• _Short exercise_
Only the lines from the one containing "# test: locate points for every instance of the planter" through the last line below should be written out, exactly and with both ends kept.

• _Supplied material_
= = = =

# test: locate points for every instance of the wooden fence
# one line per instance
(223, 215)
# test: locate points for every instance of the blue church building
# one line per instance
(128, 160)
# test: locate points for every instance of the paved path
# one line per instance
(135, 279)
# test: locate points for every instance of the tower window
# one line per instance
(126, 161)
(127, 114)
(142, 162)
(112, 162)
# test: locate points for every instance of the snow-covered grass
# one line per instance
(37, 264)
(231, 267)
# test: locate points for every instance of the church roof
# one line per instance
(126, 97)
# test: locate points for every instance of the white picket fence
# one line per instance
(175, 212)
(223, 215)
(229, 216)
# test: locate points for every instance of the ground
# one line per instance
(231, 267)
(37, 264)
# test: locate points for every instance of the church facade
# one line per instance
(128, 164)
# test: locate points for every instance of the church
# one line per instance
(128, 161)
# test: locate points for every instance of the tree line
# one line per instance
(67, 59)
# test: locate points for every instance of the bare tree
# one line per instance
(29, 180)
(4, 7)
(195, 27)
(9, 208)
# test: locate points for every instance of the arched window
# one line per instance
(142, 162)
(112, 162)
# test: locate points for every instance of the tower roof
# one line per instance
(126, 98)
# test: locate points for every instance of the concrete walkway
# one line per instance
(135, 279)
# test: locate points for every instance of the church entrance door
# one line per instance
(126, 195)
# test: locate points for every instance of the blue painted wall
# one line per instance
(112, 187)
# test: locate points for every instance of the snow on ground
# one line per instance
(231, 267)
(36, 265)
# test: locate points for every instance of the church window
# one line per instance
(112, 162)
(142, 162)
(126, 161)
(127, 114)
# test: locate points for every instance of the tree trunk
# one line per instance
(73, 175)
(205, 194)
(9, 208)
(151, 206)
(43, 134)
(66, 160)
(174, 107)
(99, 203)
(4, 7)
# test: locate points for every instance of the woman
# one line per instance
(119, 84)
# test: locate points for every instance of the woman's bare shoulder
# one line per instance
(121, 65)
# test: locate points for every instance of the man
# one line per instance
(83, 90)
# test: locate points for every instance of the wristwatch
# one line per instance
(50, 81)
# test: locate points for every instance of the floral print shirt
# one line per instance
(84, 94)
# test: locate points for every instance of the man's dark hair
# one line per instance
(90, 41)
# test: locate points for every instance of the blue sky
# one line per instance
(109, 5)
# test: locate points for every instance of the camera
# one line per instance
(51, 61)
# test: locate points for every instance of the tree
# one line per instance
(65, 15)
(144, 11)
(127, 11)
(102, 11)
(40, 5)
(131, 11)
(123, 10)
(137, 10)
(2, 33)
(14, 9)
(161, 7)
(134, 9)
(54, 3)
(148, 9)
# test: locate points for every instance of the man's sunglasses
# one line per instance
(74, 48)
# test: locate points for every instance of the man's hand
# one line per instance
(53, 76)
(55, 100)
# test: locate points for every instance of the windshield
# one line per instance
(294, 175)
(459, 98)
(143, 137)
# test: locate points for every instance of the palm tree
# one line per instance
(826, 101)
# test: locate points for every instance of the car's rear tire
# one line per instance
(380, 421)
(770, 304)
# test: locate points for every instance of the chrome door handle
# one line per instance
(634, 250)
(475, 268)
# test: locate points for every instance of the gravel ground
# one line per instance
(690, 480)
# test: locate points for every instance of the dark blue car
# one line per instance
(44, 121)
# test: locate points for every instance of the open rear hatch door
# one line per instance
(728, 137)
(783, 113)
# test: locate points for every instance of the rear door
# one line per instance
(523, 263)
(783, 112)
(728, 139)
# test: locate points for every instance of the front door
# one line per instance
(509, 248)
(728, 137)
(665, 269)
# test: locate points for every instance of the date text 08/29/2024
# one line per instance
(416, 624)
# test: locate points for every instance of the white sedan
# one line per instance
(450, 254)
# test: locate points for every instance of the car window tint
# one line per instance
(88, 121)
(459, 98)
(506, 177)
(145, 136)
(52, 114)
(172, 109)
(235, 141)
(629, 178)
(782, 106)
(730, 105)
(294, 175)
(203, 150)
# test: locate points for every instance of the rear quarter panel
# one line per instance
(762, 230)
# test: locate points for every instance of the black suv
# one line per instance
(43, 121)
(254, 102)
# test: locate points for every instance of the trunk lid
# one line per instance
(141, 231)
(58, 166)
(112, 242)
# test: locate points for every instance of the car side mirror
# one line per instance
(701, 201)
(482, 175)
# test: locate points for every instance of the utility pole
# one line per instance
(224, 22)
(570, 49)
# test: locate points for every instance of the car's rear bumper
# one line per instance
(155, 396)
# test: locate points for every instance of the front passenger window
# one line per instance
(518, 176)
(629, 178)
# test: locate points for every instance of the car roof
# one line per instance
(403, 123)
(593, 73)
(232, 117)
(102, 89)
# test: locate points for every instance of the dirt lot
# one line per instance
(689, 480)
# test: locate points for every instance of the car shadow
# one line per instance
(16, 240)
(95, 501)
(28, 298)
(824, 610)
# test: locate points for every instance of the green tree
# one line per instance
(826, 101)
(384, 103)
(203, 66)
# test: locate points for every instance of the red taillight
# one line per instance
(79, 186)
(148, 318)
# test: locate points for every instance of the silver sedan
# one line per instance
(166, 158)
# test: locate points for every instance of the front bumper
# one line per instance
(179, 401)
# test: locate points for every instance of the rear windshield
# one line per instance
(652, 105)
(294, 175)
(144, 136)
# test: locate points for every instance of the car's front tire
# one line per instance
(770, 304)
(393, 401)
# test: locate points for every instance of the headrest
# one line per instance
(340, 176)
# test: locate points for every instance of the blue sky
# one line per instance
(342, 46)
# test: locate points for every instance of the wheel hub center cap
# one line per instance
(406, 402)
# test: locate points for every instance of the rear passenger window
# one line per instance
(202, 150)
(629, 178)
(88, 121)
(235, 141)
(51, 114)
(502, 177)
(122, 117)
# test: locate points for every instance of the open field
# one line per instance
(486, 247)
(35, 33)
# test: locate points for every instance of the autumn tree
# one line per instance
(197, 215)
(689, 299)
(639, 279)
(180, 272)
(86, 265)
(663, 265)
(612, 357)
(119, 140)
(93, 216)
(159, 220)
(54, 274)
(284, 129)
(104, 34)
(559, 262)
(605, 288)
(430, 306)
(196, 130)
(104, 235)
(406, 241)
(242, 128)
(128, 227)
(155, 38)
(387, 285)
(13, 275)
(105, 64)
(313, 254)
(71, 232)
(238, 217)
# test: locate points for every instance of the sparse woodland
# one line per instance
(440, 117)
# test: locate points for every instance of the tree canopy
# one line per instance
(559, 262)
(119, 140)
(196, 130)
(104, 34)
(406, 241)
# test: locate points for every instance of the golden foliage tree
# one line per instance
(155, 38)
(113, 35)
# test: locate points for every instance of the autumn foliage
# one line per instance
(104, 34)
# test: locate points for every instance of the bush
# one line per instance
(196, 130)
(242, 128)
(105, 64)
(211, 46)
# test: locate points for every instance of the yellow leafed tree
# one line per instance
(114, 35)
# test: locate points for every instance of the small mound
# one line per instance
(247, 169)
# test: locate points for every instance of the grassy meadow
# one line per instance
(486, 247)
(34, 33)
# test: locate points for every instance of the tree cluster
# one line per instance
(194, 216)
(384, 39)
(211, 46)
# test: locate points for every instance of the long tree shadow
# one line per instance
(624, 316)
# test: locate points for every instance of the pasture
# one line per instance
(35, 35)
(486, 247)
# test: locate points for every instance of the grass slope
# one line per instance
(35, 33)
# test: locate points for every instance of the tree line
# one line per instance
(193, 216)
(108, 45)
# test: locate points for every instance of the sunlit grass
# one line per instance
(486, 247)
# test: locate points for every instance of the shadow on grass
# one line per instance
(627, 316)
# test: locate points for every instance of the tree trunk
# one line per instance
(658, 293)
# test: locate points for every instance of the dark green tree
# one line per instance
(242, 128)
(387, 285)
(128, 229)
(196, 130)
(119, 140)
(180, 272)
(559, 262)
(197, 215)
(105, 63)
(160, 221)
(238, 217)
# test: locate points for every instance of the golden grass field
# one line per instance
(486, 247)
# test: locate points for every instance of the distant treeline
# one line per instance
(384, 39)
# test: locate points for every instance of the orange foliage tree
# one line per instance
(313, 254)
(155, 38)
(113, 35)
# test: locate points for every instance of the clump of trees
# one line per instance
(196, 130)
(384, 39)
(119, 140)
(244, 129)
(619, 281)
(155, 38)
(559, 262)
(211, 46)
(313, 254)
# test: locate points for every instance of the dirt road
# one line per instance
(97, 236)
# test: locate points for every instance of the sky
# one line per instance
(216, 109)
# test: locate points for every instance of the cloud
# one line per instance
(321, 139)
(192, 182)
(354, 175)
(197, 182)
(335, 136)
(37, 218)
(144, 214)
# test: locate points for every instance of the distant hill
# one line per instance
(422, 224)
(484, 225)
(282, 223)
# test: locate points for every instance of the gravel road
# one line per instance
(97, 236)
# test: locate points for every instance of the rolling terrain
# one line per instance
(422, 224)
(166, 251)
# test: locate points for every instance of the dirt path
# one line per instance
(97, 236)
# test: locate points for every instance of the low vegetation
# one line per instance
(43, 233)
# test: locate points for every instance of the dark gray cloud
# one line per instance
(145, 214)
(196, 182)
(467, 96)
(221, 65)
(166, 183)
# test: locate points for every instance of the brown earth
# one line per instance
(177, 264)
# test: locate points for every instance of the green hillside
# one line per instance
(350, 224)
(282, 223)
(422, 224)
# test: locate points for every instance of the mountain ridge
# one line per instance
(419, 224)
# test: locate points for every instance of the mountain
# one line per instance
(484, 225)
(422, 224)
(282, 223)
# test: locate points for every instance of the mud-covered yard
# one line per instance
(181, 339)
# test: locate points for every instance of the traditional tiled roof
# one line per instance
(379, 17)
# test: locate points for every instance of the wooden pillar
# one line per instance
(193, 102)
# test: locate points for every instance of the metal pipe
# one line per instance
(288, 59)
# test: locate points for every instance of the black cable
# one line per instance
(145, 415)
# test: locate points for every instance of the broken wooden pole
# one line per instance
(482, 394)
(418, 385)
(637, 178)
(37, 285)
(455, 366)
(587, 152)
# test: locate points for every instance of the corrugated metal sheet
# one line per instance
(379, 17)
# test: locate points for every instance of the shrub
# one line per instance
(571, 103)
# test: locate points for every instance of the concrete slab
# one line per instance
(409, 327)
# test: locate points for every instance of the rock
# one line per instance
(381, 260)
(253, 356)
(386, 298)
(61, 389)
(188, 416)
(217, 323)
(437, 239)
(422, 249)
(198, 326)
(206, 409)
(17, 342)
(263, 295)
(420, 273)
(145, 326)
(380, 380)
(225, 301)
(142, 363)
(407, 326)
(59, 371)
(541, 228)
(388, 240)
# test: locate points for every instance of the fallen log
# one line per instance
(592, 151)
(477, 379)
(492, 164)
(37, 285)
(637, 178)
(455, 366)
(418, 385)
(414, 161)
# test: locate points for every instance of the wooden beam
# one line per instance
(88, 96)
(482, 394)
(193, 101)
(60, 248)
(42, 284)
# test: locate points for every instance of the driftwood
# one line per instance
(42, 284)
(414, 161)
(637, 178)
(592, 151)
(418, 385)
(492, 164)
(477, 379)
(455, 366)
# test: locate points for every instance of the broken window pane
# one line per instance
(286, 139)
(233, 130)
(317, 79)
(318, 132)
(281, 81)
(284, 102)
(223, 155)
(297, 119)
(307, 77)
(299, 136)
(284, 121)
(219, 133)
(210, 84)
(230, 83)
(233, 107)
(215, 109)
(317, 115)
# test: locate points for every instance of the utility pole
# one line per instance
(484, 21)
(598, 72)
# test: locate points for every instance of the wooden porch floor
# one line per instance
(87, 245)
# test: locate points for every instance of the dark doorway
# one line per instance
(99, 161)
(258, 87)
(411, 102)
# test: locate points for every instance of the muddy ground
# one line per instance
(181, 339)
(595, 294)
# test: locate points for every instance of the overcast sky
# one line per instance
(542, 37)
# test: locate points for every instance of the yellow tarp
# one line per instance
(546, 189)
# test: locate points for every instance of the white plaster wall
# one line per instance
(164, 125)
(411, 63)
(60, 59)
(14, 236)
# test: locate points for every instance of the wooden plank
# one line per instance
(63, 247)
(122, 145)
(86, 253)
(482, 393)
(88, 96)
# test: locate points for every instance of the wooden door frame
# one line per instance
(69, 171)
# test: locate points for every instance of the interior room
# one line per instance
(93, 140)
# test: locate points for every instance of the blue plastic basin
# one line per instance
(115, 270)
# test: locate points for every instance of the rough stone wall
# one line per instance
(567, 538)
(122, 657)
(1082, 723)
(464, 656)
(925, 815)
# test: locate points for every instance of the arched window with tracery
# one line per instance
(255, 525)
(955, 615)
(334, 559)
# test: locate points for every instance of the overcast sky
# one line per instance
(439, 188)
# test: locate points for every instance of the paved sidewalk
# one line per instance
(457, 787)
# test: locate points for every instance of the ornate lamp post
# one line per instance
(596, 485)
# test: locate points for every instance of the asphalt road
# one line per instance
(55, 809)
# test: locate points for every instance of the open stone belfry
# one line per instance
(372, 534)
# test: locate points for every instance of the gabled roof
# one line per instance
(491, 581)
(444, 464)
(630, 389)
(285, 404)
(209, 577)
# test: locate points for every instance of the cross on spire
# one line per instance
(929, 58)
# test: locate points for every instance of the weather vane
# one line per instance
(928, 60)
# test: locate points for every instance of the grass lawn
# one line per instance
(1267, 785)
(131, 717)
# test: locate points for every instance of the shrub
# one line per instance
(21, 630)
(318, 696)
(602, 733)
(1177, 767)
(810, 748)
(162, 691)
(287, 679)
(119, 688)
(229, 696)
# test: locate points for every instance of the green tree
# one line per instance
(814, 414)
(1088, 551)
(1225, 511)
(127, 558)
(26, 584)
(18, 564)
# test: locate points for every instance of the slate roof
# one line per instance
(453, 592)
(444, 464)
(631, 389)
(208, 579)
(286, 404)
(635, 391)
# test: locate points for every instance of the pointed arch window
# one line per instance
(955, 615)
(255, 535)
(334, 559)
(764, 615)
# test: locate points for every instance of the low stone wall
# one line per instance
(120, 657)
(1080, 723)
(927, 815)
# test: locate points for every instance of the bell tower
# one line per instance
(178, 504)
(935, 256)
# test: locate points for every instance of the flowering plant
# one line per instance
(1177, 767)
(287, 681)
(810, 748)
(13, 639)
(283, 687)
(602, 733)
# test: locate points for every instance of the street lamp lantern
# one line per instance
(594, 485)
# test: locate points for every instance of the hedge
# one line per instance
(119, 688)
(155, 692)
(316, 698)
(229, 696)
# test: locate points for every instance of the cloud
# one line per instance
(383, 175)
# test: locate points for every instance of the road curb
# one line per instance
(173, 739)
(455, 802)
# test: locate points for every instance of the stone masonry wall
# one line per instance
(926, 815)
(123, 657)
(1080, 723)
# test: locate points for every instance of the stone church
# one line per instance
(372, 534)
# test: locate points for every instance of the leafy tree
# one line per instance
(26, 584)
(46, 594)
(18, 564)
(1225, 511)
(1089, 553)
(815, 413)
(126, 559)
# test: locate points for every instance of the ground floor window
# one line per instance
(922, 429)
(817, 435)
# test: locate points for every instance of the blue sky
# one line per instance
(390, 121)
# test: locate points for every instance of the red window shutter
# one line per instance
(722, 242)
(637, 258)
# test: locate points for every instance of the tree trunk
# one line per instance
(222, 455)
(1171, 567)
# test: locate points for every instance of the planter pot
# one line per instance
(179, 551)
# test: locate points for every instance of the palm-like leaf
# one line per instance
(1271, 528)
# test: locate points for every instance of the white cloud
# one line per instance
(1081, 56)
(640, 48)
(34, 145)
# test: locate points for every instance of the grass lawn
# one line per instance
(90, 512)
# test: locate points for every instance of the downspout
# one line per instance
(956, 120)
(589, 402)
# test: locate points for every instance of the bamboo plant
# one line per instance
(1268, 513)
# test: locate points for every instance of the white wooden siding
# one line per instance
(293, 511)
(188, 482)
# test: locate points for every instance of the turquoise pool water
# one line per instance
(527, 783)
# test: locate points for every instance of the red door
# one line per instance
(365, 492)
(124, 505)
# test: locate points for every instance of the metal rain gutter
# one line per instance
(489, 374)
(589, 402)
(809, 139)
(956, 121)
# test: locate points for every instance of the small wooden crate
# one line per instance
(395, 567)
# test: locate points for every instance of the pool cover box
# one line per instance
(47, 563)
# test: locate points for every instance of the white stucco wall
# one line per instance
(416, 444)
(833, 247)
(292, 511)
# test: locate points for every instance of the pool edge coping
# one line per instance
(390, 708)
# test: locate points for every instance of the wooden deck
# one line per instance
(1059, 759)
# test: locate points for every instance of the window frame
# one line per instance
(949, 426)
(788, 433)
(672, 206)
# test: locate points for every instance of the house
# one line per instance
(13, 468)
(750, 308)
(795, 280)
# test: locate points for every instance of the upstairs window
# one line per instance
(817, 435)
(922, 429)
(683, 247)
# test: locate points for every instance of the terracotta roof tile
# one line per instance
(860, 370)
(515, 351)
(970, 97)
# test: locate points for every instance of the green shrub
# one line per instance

= = = =

• _Written answer_
# test: locate points for every instance of the planter pot
# one line per instance
(179, 551)
# test: locate points for every instance of the palm-like leaf
# one line per instance
(1271, 528)
# test: locate points for every instance of the white cloud
# one line per instance
(1081, 56)
(640, 48)
(34, 145)
# test: locate points for every instance of the grass lawn
# one line per instance
(90, 512)
# test: locate points for every instance of the downspout
# one line per instance
(956, 120)
(589, 402)
# test: locate points for every instance of the bamboo plant
# one line per instance
(1268, 513)
# test: locate points for every instance of the white wooden siding
# one line per instance
(293, 511)
(188, 482)
# test: locate points for every instance of the turquoise pool water
# one line per instance
(527, 783)
# test: locate points for every instance of the red door
# one line per instance
(365, 492)
(124, 505)
# test: locate points for every instance of the metal rain gutter
# one line per instance
(489, 374)
(589, 402)
(809, 139)
(956, 121)
# test: locate points for every instance of the small wooden crate
# one line per instance
(395, 567)
# test: locate points for every instance of the pool cover box
# one line per instance
(47, 563)
# test: locate points for every instance of the white stucco wall
# one line per instance
(416, 444)
(833, 247)
(292, 511)
# test: locate points for every instance of the pool edge coping
# one line per instance
(390, 708)
# test: locate points for every instance of the wooden deck
# one line per instance
(1059, 759)
# test: locate points for every instance of the window frame
# one line per instance
(949, 426)
(788, 433)
(672, 206)
# test: locate points for every instance of the house
# one line per instance
(13, 468)
(750, 308)
(795, 280)
# test: locate points for every instance of the upstairs window
# one line per instance
(817, 435)
(922, 429)
(683, 247)
# test: locate points for every instance of the terracotta roof tile
# one line per instance
(860, 370)
(515, 351)
(970, 97)
# test: locate points for every instance of the green shrub
# one line per instance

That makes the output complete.